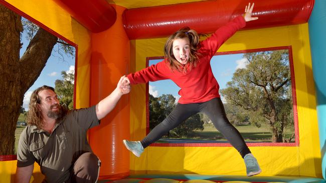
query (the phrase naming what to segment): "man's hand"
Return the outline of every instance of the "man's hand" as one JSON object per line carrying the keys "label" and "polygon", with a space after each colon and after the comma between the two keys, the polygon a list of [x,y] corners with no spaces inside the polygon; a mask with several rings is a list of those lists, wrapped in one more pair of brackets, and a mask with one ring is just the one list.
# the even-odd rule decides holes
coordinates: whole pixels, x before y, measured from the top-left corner
{"label": "man's hand", "polygon": [[254,8],[254,6],[255,5],[254,3],[252,4],[252,6],[250,6],[250,2],[248,4],[248,6],[246,6],[245,8],[245,14],[243,16],[243,18],[245,19],[246,22],[249,22],[251,20],[255,20],[258,19],[258,17],[251,17],[252,14],[252,10]]}

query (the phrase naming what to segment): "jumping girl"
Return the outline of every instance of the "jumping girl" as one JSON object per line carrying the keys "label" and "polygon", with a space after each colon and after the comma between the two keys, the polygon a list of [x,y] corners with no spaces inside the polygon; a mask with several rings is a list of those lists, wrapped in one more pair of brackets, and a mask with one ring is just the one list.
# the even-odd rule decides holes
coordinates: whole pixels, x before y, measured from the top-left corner
{"label": "jumping girl", "polygon": [[229,122],[219,94],[219,84],[210,64],[221,46],[246,22],[258,19],[252,17],[254,4],[246,6],[245,14],[219,28],[210,38],[199,41],[196,31],[185,28],[171,36],[166,42],[165,59],[134,74],[123,82],[126,84],[146,83],[170,79],[181,90],[181,98],[171,113],[141,141],[123,140],[127,148],[139,157],[144,148],[159,140],[169,130],[199,112],[205,114],[244,158],[247,176],[261,172],[256,159],[251,154],[238,130]]}

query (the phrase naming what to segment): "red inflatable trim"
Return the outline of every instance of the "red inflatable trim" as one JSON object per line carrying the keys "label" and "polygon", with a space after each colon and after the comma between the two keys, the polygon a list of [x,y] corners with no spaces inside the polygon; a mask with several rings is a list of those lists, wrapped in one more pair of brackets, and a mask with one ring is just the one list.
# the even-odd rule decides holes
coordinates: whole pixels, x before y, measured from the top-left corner
{"label": "red inflatable trim", "polygon": [[115,10],[105,0],[55,1],[93,33],[108,29],[116,20]]}
{"label": "red inflatable trim", "polygon": [[[306,22],[313,0],[261,0],[255,3],[253,16],[259,19],[247,23],[253,29]],[[188,26],[199,32],[212,33],[244,12],[247,0],[207,0],[126,10],[123,24],[130,40],[167,36]]]}

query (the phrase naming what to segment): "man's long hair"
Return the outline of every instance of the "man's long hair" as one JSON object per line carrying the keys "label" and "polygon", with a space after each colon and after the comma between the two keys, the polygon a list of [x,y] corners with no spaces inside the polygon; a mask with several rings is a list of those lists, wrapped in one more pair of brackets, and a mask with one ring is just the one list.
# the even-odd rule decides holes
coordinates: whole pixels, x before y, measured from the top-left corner
{"label": "man's long hair", "polygon": [[[31,100],[29,106],[29,110],[27,112],[27,116],[26,117],[26,122],[28,124],[35,125],[37,126],[38,129],[42,129],[43,126],[43,117],[42,112],[39,110],[38,108],[38,104],[41,104],[41,98],[39,96],[39,94],[41,92],[46,90],[51,90],[54,92],[55,92],[53,88],[46,85],[44,85],[35,90],[31,96]],[[60,106],[59,104],[58,104]],[[61,106],[60,107],[60,110],[63,110],[63,116],[64,116],[67,114],[67,110],[66,108],[61,107]]]}

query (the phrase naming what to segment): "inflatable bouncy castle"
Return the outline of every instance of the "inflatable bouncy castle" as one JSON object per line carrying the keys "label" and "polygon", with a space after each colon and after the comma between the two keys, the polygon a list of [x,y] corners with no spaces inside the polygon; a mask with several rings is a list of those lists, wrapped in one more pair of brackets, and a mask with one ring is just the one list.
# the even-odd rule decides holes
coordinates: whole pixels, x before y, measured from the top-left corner
{"label": "inflatable bouncy castle", "polygon": [[[324,182],[326,180],[326,2],[261,0],[254,16],[218,52],[286,48],[295,81],[294,143],[248,144],[261,174],[247,178],[243,160],[230,144],[151,146],[140,158],[123,139],[146,134],[146,84],[132,86],[114,110],[88,132],[102,162],[99,182]],[[123,75],[164,56],[168,36],[188,26],[211,34],[243,14],[243,0],[0,0],[76,48],[75,106],[88,107],[107,96]],[[324,79],[323,79],[324,78]],[[17,160],[0,154],[0,182],[14,181]],[[42,182],[37,164],[31,182]]]}

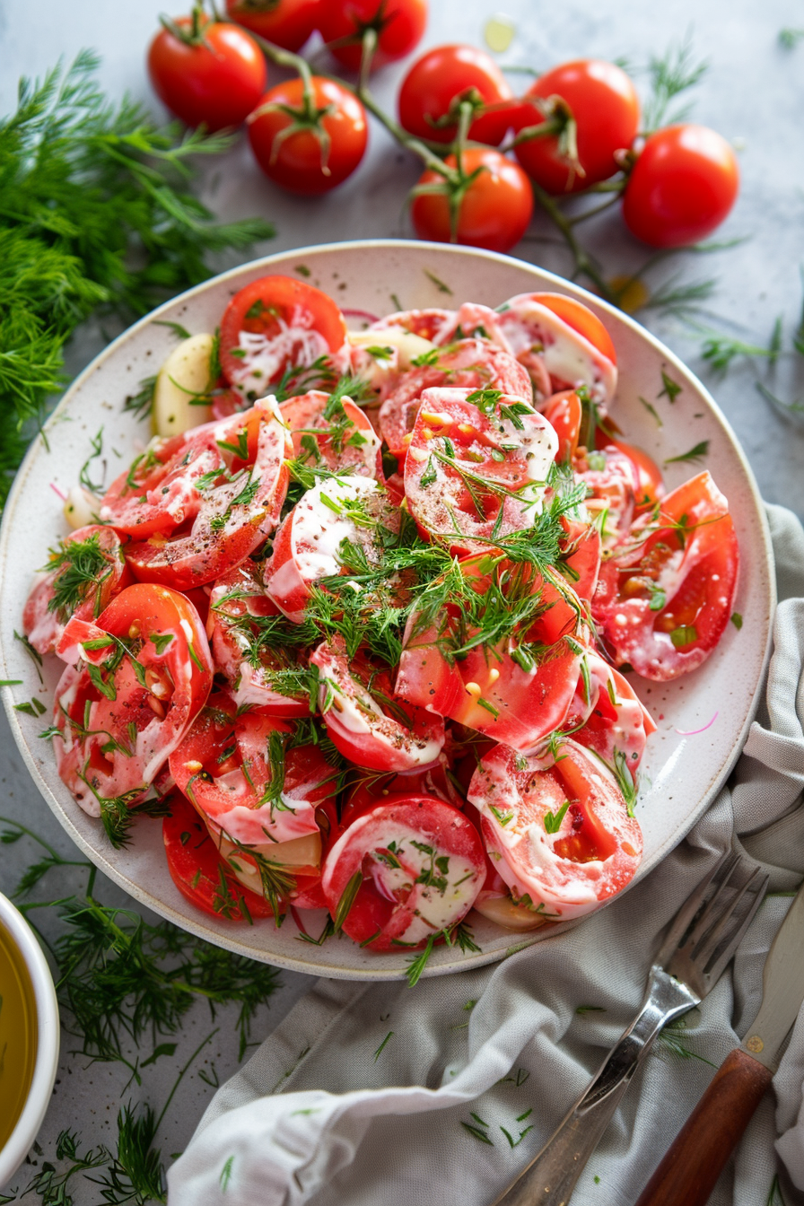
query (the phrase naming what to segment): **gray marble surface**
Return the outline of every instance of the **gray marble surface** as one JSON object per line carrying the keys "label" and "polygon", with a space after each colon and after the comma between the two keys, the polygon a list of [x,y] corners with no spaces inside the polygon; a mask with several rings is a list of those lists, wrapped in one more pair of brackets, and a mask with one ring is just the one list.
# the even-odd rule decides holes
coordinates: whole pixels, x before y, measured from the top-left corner
{"label": "gray marble surface", "polygon": [[[642,90],[647,87],[645,66],[651,55],[689,35],[694,53],[710,60],[710,69],[693,94],[694,116],[740,148],[740,199],[717,239],[744,241],[709,254],[673,256],[657,264],[649,280],[656,288],[676,276],[687,283],[715,279],[709,314],[699,320],[703,326],[764,345],[781,315],[790,347],[802,315],[804,43],[797,49],[784,49],[777,35],[782,28],[803,22],[800,6],[793,0],[765,0],[762,5],[755,0],[728,4],[674,0],[673,5],[662,6],[641,0],[567,0],[553,6],[504,0],[504,6],[517,25],[517,35],[503,62],[544,69],[580,55],[626,58]],[[59,55],[69,59],[84,46],[101,53],[101,80],[111,95],[128,90],[158,107],[145,75],[143,52],[160,7],[155,0],[135,5],[74,0],[70,6],[59,0],[28,4],[0,0],[0,111],[7,112],[13,106],[18,76],[41,75]],[[493,10],[492,0],[432,0],[424,45],[457,40],[482,45],[485,22]],[[376,94],[386,106],[393,105],[403,74],[404,66],[397,66],[377,77]],[[372,124],[364,163],[352,180],[328,198],[305,200],[282,194],[262,177],[242,144],[211,169],[205,198],[223,217],[260,213],[270,218],[277,236],[259,250],[278,251],[333,240],[409,235],[403,201],[417,175],[417,163]],[[647,256],[645,248],[628,238],[615,213],[588,230],[588,241],[610,275],[634,271]],[[570,270],[563,248],[554,245],[551,232],[539,218],[516,253],[559,273]],[[757,380],[763,380],[787,402],[804,399],[800,357],[785,353],[775,368],[762,361],[735,363],[720,379],[708,374],[700,359],[700,330],[652,312],[646,312],[644,320],[702,371],[735,428],[765,498],[804,515],[804,422],[774,409],[756,390]],[[100,334],[87,332],[70,351],[70,367],[77,370],[101,346]],[[8,736],[5,716],[0,719],[0,814],[36,829],[70,856],[70,842],[36,795]],[[33,856],[33,847],[22,842],[0,847],[1,890],[12,889]],[[80,883],[77,873],[64,873],[48,889],[55,896],[78,890]],[[101,895],[110,901],[119,898],[110,885]],[[304,976],[283,972],[281,983],[270,1008],[257,1020],[256,1038],[270,1032],[310,982]],[[72,1053],[75,1040],[65,1034],[59,1079],[40,1136],[45,1158],[52,1157],[55,1136],[65,1126],[80,1130],[87,1143],[110,1141],[121,1101],[148,1100],[160,1108],[177,1070],[210,1030],[218,1026],[188,1070],[160,1131],[165,1155],[178,1152],[213,1091],[199,1073],[223,1081],[237,1066],[233,1021],[230,1011],[219,1011],[210,1024],[209,1011],[198,1007],[189,1017],[175,1056],[163,1058],[149,1067],[142,1088],[128,1089],[125,1069],[88,1065]],[[34,1154],[33,1159],[42,1157]],[[24,1187],[31,1171],[23,1169],[12,1184]],[[92,1185],[76,1184],[75,1189],[77,1204],[98,1200]],[[27,1194],[25,1200],[35,1199]]]}

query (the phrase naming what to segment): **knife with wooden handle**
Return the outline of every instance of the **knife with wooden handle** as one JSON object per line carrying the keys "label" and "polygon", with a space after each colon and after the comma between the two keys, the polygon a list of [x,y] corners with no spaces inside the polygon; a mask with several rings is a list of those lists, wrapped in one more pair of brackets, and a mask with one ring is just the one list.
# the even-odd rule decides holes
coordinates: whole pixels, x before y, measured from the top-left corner
{"label": "knife with wooden handle", "polygon": [[753,1025],[723,1060],[636,1206],[704,1206],[773,1079],[802,1001],[804,884],[768,952]]}

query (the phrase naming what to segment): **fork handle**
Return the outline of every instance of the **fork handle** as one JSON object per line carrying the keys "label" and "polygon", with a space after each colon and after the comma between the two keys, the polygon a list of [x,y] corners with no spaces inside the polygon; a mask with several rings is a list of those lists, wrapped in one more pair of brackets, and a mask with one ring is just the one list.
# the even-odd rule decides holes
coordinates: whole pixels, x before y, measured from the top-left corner
{"label": "fork handle", "polygon": [[556,1132],[494,1206],[565,1206],[659,1030],[698,1000],[662,968],[652,968],[642,1008]]}
{"label": "fork handle", "polygon": [[636,1206],[704,1206],[773,1079],[735,1047],[721,1064]]}

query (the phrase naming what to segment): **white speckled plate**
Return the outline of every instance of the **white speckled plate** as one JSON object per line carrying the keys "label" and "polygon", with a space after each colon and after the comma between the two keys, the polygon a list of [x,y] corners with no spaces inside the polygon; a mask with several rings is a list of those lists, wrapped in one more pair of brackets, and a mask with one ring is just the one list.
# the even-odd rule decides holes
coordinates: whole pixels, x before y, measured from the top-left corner
{"label": "white speckled plate", "polygon": [[[644,876],[683,837],[714,798],[732,768],[753,716],[767,662],[774,597],[773,554],[762,502],[734,433],[702,384],[671,352],[636,322],[583,289],[517,259],[491,252],[406,241],[344,242],[269,256],[190,289],[142,318],[115,340],[81,374],[47,423],[46,447],[37,439],[19,470],[0,532],[0,677],[22,679],[4,687],[11,726],[36,786],[81,849],[111,879],[154,912],[222,947],[295,971],[341,978],[395,979],[405,955],[372,955],[348,939],[323,947],[299,941],[293,921],[281,930],[270,921],[250,927],[195,912],[168,876],[162,827],[142,820],[125,850],[113,850],[99,821],[84,815],[60,781],[48,742],[37,733],[42,720],[14,712],[33,696],[48,708],[60,663],[47,658],[45,683],[23,646],[14,640],[31,574],[64,534],[61,504],[51,488],[66,491],[77,481],[90,453],[90,438],[104,428],[106,480],[131,458],[149,435],[146,423],[123,410],[127,394],[153,374],[174,346],[166,327],[180,322],[189,332],[212,330],[230,295],[266,273],[301,275],[330,293],[341,306],[382,315],[397,309],[482,302],[495,306],[515,293],[552,289],[580,298],[606,323],[617,349],[620,388],[614,416],[633,443],[657,461],[709,440],[706,468],[729,499],[741,551],[736,610],[741,630],[728,625],[705,666],[667,685],[636,679],[640,695],[658,722],[644,762],[644,795],[638,816],[645,835]],[[442,282],[439,286],[436,282]],[[682,388],[673,403],[662,394],[662,369]],[[650,403],[662,421],[658,426]],[[93,468],[95,476],[100,461]],[[692,475],[670,464],[670,487]],[[716,718],[715,718],[715,714]],[[712,720],[712,718],[715,718]],[[47,721],[47,716],[45,718]],[[696,730],[709,726],[697,736]],[[686,736],[685,736],[686,734]],[[475,917],[481,954],[462,956],[451,948],[434,952],[428,974],[441,974],[501,959],[511,947],[539,942],[556,929],[520,936]]]}

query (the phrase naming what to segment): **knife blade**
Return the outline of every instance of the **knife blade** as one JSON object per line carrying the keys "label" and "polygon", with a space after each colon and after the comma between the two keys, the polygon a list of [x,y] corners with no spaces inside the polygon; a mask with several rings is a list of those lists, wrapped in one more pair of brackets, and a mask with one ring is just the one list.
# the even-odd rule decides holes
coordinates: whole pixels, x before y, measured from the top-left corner
{"label": "knife blade", "polygon": [[804,884],[768,952],[753,1024],[723,1060],[636,1206],[704,1206],[773,1079],[802,1001]]}

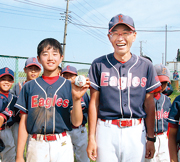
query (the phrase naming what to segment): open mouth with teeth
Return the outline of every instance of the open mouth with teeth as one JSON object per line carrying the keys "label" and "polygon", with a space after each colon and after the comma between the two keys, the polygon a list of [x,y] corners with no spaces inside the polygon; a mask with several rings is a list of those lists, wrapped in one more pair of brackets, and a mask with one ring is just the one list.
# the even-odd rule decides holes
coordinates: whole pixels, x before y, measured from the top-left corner
{"label": "open mouth with teeth", "polygon": [[124,43],[122,44],[122,43],[121,43],[121,44],[116,44],[116,45],[117,45],[118,47],[124,47],[126,44],[124,44]]}

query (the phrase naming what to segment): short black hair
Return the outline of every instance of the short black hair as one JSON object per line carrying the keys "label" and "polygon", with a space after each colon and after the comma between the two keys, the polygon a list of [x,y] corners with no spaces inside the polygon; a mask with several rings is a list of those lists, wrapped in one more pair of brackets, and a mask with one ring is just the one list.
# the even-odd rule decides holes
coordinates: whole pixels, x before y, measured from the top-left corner
{"label": "short black hair", "polygon": [[48,46],[49,46],[49,48],[54,48],[56,50],[59,50],[59,53],[62,56],[63,51],[62,51],[61,43],[54,38],[46,38],[38,44],[37,54],[39,57],[40,57],[40,54],[43,51],[43,49],[48,47]]}
{"label": "short black hair", "polygon": [[62,71],[62,67],[61,67],[61,66],[58,66],[58,70],[61,70],[61,71]]}
{"label": "short black hair", "polygon": [[152,62],[152,59],[151,59],[150,57],[148,57],[148,56],[146,56],[146,55],[143,55],[142,57],[144,57],[144,58],[146,58],[146,59],[148,59],[149,61]]}

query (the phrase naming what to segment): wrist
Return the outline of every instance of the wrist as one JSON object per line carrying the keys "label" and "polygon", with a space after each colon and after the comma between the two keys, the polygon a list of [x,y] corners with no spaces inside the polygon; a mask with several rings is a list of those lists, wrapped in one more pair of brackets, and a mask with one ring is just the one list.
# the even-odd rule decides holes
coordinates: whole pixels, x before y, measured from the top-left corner
{"label": "wrist", "polygon": [[146,139],[151,142],[156,142],[156,137],[148,137],[147,136]]}

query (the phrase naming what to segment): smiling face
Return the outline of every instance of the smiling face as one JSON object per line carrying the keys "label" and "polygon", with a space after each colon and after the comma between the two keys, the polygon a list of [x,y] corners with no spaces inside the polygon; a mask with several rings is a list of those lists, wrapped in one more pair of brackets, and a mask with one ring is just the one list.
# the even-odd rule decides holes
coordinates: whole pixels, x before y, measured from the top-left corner
{"label": "smiling face", "polygon": [[24,72],[27,74],[26,81],[30,81],[39,77],[39,74],[41,73],[41,69],[37,67],[36,65],[31,65],[24,68]]}
{"label": "smiling face", "polygon": [[128,61],[131,58],[130,48],[136,39],[136,32],[120,24],[113,28],[108,38],[114,48],[114,57],[120,61]]}
{"label": "smiling face", "polygon": [[77,77],[76,74],[72,74],[72,73],[68,73],[68,72],[63,73],[62,76],[70,81],[74,81]]}
{"label": "smiling face", "polygon": [[0,78],[0,92],[8,93],[14,83],[13,78],[10,75],[4,75]]}
{"label": "smiling face", "polygon": [[40,56],[37,56],[38,61],[44,68],[45,76],[57,76],[58,66],[62,62],[63,56],[60,55],[58,49],[47,46],[42,50]]}

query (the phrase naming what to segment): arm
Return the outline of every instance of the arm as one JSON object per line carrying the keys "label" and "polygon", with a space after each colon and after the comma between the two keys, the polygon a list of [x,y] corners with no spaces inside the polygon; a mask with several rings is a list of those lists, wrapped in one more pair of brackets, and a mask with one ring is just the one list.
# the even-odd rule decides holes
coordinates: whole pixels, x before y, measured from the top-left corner
{"label": "arm", "polygon": [[24,147],[26,145],[26,141],[28,137],[26,124],[27,124],[27,114],[22,114],[19,123],[19,130],[18,130],[16,162],[24,162],[24,157],[23,157]]}
{"label": "arm", "polygon": [[[147,93],[144,101],[144,110],[147,114],[145,118],[147,136],[150,138],[154,137],[154,122],[155,122],[155,104],[154,104],[154,94]],[[146,143],[146,155],[145,158],[151,159],[154,156],[155,148],[154,142],[148,141]]]}
{"label": "arm", "polygon": [[81,97],[85,94],[89,88],[90,81],[86,78],[86,84],[83,87],[78,87],[72,81],[72,99],[73,99],[73,109],[71,111],[71,122],[74,126],[78,127],[83,121],[83,112],[81,107]]}
{"label": "arm", "polygon": [[176,136],[177,136],[177,128],[170,127],[168,146],[169,146],[169,155],[171,162],[178,162]]}
{"label": "arm", "polygon": [[0,128],[2,127],[3,123],[4,123],[4,118],[0,116]]}
{"label": "arm", "polygon": [[90,102],[89,102],[89,111],[88,111],[88,147],[87,154],[88,157],[95,161],[97,157],[97,146],[95,141],[96,133],[96,124],[97,124],[97,115],[98,115],[98,106],[99,106],[99,91],[90,88]]}

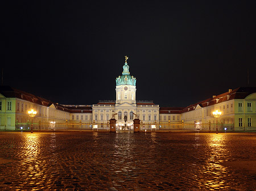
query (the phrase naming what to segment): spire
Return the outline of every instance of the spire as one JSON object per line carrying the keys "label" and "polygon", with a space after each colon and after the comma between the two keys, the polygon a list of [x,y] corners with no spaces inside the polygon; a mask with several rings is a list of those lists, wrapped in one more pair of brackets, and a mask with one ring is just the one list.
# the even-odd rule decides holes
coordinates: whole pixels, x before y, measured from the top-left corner
{"label": "spire", "polygon": [[127,60],[128,60],[128,57],[127,56],[125,56],[125,65],[123,66],[123,71],[122,73],[122,75],[119,76],[115,79],[115,82],[117,86],[119,85],[132,85],[136,86],[136,78],[130,75],[129,72],[129,66],[127,63]]}
{"label": "spire", "polygon": [[127,63],[127,60],[128,60],[128,57],[127,56],[125,56],[125,63],[123,66],[123,71],[122,73],[123,75],[130,74],[129,72],[129,66]]}

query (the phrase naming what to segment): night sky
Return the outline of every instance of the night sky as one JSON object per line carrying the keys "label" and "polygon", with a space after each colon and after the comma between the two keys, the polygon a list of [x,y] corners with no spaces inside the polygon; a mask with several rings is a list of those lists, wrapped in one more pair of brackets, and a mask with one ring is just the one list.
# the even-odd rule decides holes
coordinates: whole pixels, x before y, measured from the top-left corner
{"label": "night sky", "polygon": [[137,100],[162,107],[256,86],[256,1],[9,1],[2,9],[3,84],[59,104],[115,100],[126,55]]}

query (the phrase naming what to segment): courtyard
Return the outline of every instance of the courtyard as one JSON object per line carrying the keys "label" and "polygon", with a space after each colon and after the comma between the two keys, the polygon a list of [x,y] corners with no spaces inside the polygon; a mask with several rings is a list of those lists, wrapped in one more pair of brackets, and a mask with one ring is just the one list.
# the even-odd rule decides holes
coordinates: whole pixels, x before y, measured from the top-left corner
{"label": "courtyard", "polygon": [[0,133],[1,190],[255,190],[256,133]]}

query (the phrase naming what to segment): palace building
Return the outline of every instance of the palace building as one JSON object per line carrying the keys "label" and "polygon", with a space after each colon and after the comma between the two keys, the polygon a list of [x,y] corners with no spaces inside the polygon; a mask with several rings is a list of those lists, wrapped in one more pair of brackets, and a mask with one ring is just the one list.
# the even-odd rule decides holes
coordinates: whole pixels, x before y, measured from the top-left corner
{"label": "palace building", "polygon": [[34,129],[106,129],[115,118],[116,129],[133,129],[133,120],[141,120],[141,129],[214,130],[218,118],[220,130],[256,130],[256,87],[238,87],[187,107],[160,107],[152,101],[136,100],[137,79],[131,75],[127,57],[122,75],[115,79],[115,100],[93,105],[64,105],[11,88],[0,86],[0,130],[26,129],[31,125],[28,111],[37,112]]}

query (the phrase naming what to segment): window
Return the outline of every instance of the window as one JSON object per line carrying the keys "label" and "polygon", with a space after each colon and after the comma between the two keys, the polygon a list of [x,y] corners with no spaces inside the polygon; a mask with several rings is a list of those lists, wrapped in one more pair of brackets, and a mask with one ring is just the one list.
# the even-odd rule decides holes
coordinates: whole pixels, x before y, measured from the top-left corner
{"label": "window", "polygon": [[118,120],[122,120],[122,112],[119,112],[118,114],[117,114],[118,119]]}
{"label": "window", "polygon": [[251,118],[248,118],[248,126],[251,126]]}
{"label": "window", "polygon": [[120,92],[118,92],[118,100],[121,100],[121,94],[120,94]]}
{"label": "window", "polygon": [[8,111],[11,110],[11,101],[7,102],[7,110]]}
{"label": "window", "polygon": [[133,120],[133,112],[130,112],[130,119],[131,120]]}
{"label": "window", "polygon": [[243,121],[242,121],[242,118],[238,118],[238,126],[243,126]]}
{"label": "window", "polygon": [[249,111],[251,111],[251,103],[247,103],[247,109]]}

# # # #

* What is needed *
Please copy the records above word for word, starting at the line that contains "query (the phrase naming what to segment): palace" and continuing through the end of the records.

* Solution below *
query (the phrase naming what to segment): palace building
Return the outline of every instance of the palace building as one JSON object per line carrying the keys "label" and "polygon", with a space after each colon and after the comma between the two keys, the polygon a list of [x,y] corners with no spaces inside the polygon; a mask with several rings is a list of those lists, wrapped in one more pair of brackets, and a mask with one ring is just the one list.
# the even-odd rule decides holes
coordinates: whole pixels, x before y, measured from the top-left corner
{"label": "palace building", "polygon": [[34,129],[106,129],[115,118],[116,129],[133,129],[133,120],[141,120],[141,129],[214,130],[218,118],[220,130],[256,130],[256,87],[238,87],[187,107],[160,107],[152,101],[136,100],[137,79],[131,75],[127,57],[122,75],[115,79],[115,100],[93,105],[64,105],[11,88],[0,86],[0,130],[26,129],[31,125],[28,111],[37,112]]}

query (the phrase naming what to segment): window
Return the outline of every instance of the window as one JSON object per line carrying the keys "label" and "polygon", with a space after each colon and after the comma between the two keys, the polygon a list of [x,y] corners with no spaces inside the polygon; a mask with several rings is a list of those lists, wrapped in one more pair of brackets, and a mask with one ring is just the one list.
# the even-odd rule decides holes
coordinates: whole pixels, x before y, measured from the top-left corner
{"label": "window", "polygon": [[118,120],[122,120],[122,112],[119,112],[118,114],[117,114],[118,119]]}
{"label": "window", "polygon": [[251,118],[248,118],[248,126],[251,126]]}
{"label": "window", "polygon": [[120,92],[118,92],[118,100],[121,100],[121,94],[120,94]]}
{"label": "window", "polygon": [[8,111],[11,110],[11,101],[7,102],[7,110]]}
{"label": "window", "polygon": [[133,120],[133,112],[130,112],[130,119],[131,120]]}
{"label": "window", "polygon": [[243,121],[242,121],[242,118],[238,118],[238,126],[243,126]]}
{"label": "window", "polygon": [[249,111],[251,111],[251,103],[247,103],[247,109]]}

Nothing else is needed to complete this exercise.